Your objective
Each entry is to be output as written, so that none is missing.

Items from a data source:
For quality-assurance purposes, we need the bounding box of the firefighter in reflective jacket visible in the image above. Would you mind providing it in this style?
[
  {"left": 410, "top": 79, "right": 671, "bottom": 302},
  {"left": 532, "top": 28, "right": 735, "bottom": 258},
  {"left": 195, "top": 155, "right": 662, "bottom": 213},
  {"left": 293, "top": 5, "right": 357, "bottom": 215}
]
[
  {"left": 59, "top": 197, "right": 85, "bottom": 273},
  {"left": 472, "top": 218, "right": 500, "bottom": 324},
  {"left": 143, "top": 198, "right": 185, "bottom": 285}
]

Output of the exercise
For quality-assurance purposes, we need the bounding box of the firefighter in reflective jacket visible in the image above. Would you mind providing it in this style?
[
  {"left": 410, "top": 79, "right": 671, "bottom": 302},
  {"left": 532, "top": 28, "right": 735, "bottom": 258},
  {"left": 195, "top": 155, "right": 662, "bottom": 213},
  {"left": 293, "top": 5, "right": 357, "bottom": 215}
]
[
  {"left": 59, "top": 197, "right": 85, "bottom": 273},
  {"left": 472, "top": 218, "right": 500, "bottom": 324},
  {"left": 143, "top": 198, "right": 185, "bottom": 285}
]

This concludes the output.